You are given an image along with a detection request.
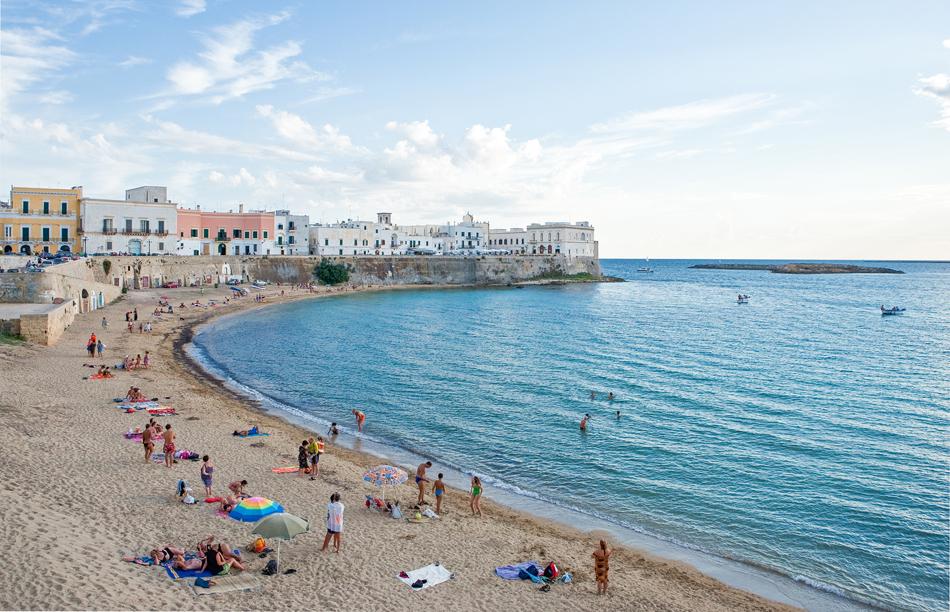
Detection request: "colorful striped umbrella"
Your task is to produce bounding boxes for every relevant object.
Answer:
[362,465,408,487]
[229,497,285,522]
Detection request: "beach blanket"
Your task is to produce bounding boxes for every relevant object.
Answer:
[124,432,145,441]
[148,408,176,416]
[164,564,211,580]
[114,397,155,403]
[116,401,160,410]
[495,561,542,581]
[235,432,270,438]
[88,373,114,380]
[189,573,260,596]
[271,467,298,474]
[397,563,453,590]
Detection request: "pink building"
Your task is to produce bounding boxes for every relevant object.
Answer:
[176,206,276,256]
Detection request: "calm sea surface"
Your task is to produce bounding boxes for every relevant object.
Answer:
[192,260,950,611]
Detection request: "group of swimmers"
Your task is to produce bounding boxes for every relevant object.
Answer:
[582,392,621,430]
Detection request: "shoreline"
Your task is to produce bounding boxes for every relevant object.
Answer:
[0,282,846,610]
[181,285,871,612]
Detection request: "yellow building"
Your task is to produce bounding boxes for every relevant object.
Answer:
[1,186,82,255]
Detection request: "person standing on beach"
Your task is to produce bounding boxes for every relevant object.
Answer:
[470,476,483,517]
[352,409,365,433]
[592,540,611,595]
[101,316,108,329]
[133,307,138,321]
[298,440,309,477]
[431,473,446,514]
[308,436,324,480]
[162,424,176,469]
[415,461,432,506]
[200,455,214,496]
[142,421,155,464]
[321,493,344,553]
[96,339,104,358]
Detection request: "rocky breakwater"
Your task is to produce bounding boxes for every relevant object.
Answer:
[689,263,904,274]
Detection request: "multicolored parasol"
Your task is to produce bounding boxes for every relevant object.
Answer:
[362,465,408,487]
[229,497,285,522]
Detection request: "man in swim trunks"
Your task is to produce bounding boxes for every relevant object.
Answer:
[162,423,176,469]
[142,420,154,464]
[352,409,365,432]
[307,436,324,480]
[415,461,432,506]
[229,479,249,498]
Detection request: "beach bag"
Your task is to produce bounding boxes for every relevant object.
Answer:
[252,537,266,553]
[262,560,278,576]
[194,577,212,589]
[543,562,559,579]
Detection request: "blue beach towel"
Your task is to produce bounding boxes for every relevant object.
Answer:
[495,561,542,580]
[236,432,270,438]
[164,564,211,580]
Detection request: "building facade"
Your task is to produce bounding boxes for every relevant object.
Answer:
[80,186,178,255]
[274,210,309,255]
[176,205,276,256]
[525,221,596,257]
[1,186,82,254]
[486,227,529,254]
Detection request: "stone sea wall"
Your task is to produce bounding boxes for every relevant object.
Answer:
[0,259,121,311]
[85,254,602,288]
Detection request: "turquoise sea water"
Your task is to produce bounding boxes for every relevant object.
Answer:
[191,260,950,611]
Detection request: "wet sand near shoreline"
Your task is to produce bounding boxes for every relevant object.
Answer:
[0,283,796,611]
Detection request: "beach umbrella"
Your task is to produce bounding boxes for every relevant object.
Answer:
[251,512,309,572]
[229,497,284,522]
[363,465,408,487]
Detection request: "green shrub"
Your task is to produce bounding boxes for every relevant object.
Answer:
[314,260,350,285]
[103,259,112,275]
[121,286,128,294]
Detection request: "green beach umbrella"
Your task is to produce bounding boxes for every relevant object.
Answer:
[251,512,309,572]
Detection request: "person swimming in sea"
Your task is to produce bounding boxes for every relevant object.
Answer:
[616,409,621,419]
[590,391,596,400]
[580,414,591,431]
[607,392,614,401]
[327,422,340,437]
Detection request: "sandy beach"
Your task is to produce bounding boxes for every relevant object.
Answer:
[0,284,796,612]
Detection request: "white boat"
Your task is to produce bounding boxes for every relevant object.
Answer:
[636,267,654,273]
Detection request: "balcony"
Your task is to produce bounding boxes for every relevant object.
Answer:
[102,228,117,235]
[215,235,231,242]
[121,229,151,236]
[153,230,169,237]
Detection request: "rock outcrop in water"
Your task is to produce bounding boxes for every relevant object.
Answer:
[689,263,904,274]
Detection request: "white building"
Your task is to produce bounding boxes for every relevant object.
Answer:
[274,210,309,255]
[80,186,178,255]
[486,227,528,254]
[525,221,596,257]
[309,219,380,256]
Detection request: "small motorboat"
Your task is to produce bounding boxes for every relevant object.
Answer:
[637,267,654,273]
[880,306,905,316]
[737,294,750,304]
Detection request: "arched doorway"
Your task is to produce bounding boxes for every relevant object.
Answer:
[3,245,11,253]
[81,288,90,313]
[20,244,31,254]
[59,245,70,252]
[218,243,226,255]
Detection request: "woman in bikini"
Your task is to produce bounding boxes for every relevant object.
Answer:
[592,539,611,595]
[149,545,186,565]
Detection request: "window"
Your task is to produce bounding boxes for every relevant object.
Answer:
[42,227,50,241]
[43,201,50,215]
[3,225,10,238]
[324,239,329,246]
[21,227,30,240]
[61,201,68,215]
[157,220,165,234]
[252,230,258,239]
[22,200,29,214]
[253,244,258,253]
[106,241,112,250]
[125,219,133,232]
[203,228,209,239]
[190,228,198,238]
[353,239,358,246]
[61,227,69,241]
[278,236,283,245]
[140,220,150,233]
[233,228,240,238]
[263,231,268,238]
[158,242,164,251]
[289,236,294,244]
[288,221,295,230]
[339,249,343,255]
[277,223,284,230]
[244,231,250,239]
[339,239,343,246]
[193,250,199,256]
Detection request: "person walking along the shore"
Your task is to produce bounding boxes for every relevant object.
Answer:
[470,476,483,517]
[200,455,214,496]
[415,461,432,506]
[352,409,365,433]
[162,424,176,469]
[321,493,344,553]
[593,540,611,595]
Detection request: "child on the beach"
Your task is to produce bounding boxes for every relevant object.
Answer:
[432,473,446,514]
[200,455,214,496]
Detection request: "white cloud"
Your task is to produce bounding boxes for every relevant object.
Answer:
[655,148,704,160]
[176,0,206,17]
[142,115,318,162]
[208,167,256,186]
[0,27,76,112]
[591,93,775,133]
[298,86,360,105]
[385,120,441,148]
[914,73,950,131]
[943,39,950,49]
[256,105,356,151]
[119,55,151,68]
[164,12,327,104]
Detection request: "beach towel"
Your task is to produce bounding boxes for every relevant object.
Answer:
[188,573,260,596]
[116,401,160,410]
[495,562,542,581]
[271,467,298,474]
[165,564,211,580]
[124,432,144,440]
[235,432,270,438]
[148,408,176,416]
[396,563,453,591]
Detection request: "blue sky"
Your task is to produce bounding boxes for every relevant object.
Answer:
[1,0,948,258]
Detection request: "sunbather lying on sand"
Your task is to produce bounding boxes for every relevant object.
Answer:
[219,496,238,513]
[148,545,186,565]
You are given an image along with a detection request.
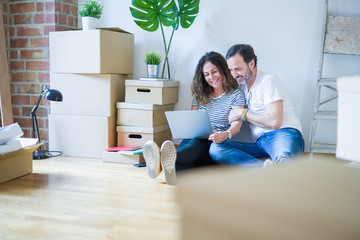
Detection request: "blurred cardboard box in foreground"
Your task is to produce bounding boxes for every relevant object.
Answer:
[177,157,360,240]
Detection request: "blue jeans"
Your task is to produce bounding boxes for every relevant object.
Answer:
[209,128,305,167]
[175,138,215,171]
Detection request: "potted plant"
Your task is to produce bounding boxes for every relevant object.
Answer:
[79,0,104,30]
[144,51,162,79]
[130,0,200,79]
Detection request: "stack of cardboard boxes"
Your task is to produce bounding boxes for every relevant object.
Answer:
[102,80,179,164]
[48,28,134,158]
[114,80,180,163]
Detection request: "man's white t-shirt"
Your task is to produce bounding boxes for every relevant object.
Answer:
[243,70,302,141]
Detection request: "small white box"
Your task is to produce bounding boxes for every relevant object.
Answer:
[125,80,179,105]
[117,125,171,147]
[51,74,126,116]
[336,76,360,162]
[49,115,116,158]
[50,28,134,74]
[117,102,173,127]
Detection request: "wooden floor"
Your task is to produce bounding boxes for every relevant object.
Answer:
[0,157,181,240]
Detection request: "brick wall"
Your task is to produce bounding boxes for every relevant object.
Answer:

•••••

_WORK INSTRUCTION_
Drop the images; copy every entry above exactly.

_RESPONSE FOR THIS EXERCISE_
You are given an image along with a detection request.
Detection request: "colorful striped umbrella"
Your task is to produce bounding boxes for every relevant object.
Answer:
[362,465,408,487]
[229,497,285,522]
Detection request: "beach blanket"
Your task is to produce bounding boxes for every relevant object.
Answer:
[124,432,145,441]
[148,408,176,416]
[164,564,211,580]
[114,397,155,403]
[116,401,160,410]
[495,561,542,581]
[235,432,270,438]
[88,373,114,380]
[189,573,260,596]
[271,467,298,474]
[397,563,453,590]
Detection request: "pink building"
Your task is to produce bounding boxes for every relevant object.
Answer:
[176,206,276,256]
Detection request: "calm sea surface"
Your task is to produce bounding boxes for every relevant object.
Answer:
[192,260,950,611]
Detection request: "group of swimmers"
Your task is to produce bounding boxes for every relevant object.
Answer:
[582,392,621,430]
Detection request: "shoreline"
Your task is to produce bounding boxes for every relevant object.
Answer:
[0,282,846,610]
[181,285,871,612]
Detection request: "yellow building"
Your task is to produce bounding boxes for every relevant object.
Answer:
[1,186,82,255]
Detection request: "person standing on beach"
Your task is to produce bounding boxes for every relevant object.
Answer:
[470,476,483,517]
[352,409,365,433]
[592,540,611,595]
[101,316,108,329]
[133,307,138,321]
[298,440,309,477]
[431,473,446,514]
[308,436,324,480]
[162,424,176,469]
[415,461,432,506]
[200,455,214,496]
[142,421,155,464]
[321,493,344,553]
[96,339,104,358]
Detection request: "rocky breakwater"
Your task is to produce bounding boxes for every relevant object.
Answer:
[689,263,904,274]
Detection request: "multicolored parasol"
Your task is to produce bounding boxes for every relevant object.
Answer:
[362,465,408,487]
[229,497,285,522]
Detection request: "man in swim trunks"
Your task is to produce bounding boxes for every relevant object.
Answer:
[162,423,176,469]
[142,420,154,464]
[352,409,365,432]
[307,436,324,480]
[415,461,432,506]
[229,479,249,498]
Detection request: "beach bag"
Your task is to produce bounding boxes for every relevant object.
Answer:
[252,537,266,553]
[262,560,278,576]
[194,577,212,589]
[543,562,559,579]
Detection request: "blue beach towel"
Your task is to produce bounding boxes for every relevant object.
Answer:
[495,561,542,580]
[236,432,270,438]
[164,564,211,580]
Detection request: "building facade"
Your task is to produce bounding boxes for every relevant object.
Answer:
[80,186,178,255]
[274,210,309,255]
[176,205,276,256]
[525,221,596,257]
[1,186,82,254]
[486,227,529,254]
Detection request: "stone sea wall"
Your task is to produce bounding boxes for every relevant object.
Answer:
[0,259,121,311]
[85,254,602,288]
Detection request: "turquoise sea water"
Your task is to produce bounding boxes for every relevant object.
Answer:
[191,260,950,611]
Detection request: "wet sand near shoreline"
Your task is to produce bounding boxes for every relevant object.
Answer:
[0,283,796,611]
Detection request: "beach umbrella"
Your task is to produce bounding boxes for every relevant object.
Answer:
[251,512,309,572]
[229,497,284,522]
[363,465,408,487]
Detection request: "green shrub"
Your task is to produce bounding boxes for every relevant object.
Answer:
[314,260,350,285]
[103,259,112,275]
[121,286,128,294]
Detection request: "green beach umbrella"
Your task is to produce bounding boxes for every relevant object.
Answer:
[251,512,309,572]
Detection request: "person swimming in sea"
Your task is to produce bounding boxes for every relevant object.
Answer:
[616,409,621,419]
[590,391,596,400]
[580,414,591,431]
[607,392,614,401]
[327,422,340,437]
Detection request: "sandy beach"
Your task is to produce bounding boxes for every relevant object.
Answer:
[0,284,796,612]
Detection request: "white boat"
Your task is to produce bounding boxes for every relevant object.
Answer:
[636,267,654,273]
Detection request: "balcony"
Your task is to produce bounding boxes for every relevant object.
Answer:
[102,228,117,235]
[215,235,231,242]
[121,229,151,236]
[153,230,169,237]
Detection request: "rock outcrop in water"
Your task is to produce bounding boxes for every relevant object.
Answer:
[689,263,904,274]
Detection request: "white building"
Your task is to produce bounding boxes for every relevant object.
Answer:
[274,210,309,255]
[80,186,178,255]
[486,227,528,254]
[525,221,596,257]
[309,219,380,256]
Detection request: "small motorboat"
Your task is to produce bounding boxes for every relevant object.
Answer:
[637,267,654,273]
[880,306,905,316]
[737,294,750,304]
Detection request: "arched doorway"
Your task is to produce bounding boxes for every relevant object.
Answer:
[3,245,11,253]
[81,288,90,313]
[20,244,31,254]
[59,245,70,252]
[218,243,226,255]
Detection request: "woman in bikini"
Your task is to produce bounding boxes for every relevant object.
Answer:
[592,539,611,595]
[149,545,186,565]
Detection request: "window"
Your task is to produce bounding boxes for every relevant object.
Answer:
[42,227,50,241]
[43,201,50,215]
[3,225,10,238]
[324,239,329,246]
[21,227,30,240]
[61,201,68,215]
[157,220,165,234]
[252,230,258,239]
[22,200,29,214]
[253,244,258,253]
[106,241,112,250]
[125,219,133,232]
[203,228,209,239]
[190,228,198,238]
[353,239,358,246]
[61,227,69,241]
[278,236,283,245]
[140,220,150,233]
[233,228,240,238]
[263,231,268,238]
[158,242,164,251]
[289,236,294,244]
[288,221,295,230]
[339,249,343,255]
[277,223,284,230]
[244,231,250,239]
[339,239,343,246]
[193,250,199,256]
Detection request: "person walking along the shore"
Your task is to produce bounding boxes for every relevant object.
Answer:
[470,476,483,517]
[200,455,214,496]
[415,461,432,506]
[352,409,365,433]
[162,424,176,469]
[321,493,344,553]
[593,540,611,595]
Detection request: "child on the beach"
Your task is to produce bounding boxes for every relevant object.
Answer:
[432,473,446,514]
[200,455,214,496]
Detection request: "white cloud"
Your task is to produce bounding boxes for every relevant object.
Answer:
[655,148,704,160]
[176,0,206,17]
[142,115,318,162]
[208,167,256,186]
[0,27,76,112]
[591,93,775,133]
[298,86,360,105]
[385,120,441,148]
[914,73,950,131]
[943,39,950,49]
[256,105,356,151]
[119,55,151,68]
[164,12,327,104]
Detection request: "beach towel"
Your task is to produce bounding boxes for every relevant object.
Answer:
[188,573,260,596]
[116,401,160,410]
[495,562,542,581]
[271,467,298,474]
[165,564,211,580]
[124,432,144,440]
[235,432,270,438]
[148,408,176,416]
[396,563,453,591]
Detection request: "blue sky"
Your task is to produce bounding boxes for every relevant object.
Answer:
[1,0,948,258]
Detection request: "sunbather lying on sand"
Your task is to produce bounding boxes for every relevant object.
Answer:
[219,496,238,513]
[148,545,186,565]
You are given an image along with a detection request.
Detection request: "blurred cardboard box in foreground"
Your task is to produce bounding boxes for every relevant object.
Answer:
[177,157,360,240]
Detection request: "blue jeans"
Your task is to produce bounding boxes for every relevant object.
Answer:
[209,128,305,167]
[175,138,215,171]
Detection request: "potted plant"
Your task is to produce bounding boxes for every relevant object.
Answer:
[79,0,104,30]
[144,51,162,79]
[130,0,200,79]
Detection request: "stack of cardboard boxes"
Your task is to produce bounding boxes for every relevant object.
Answer:
[102,80,179,164]
[48,28,134,158]
[114,80,180,163]
Detection request: "man's white t-shirt"
Your task is to produce bounding boxes for every relevant object.
Answer:
[243,70,302,141]
Detection request: "small white box"
Your task is to produce bounding boxes for every relevant object.
Answer:
[125,80,179,105]
[117,125,171,147]
[51,74,126,116]
[336,76,360,162]
[49,115,116,158]
[50,28,134,74]
[117,102,173,127]
Detection request: "wooden floor"
Your task is to produce bounding boxes for every relevant object.
Answer:
[0,157,181,240]
Detection request: "brick wall"
Your task is to produce bounding boxes for every relevant object.
Answer:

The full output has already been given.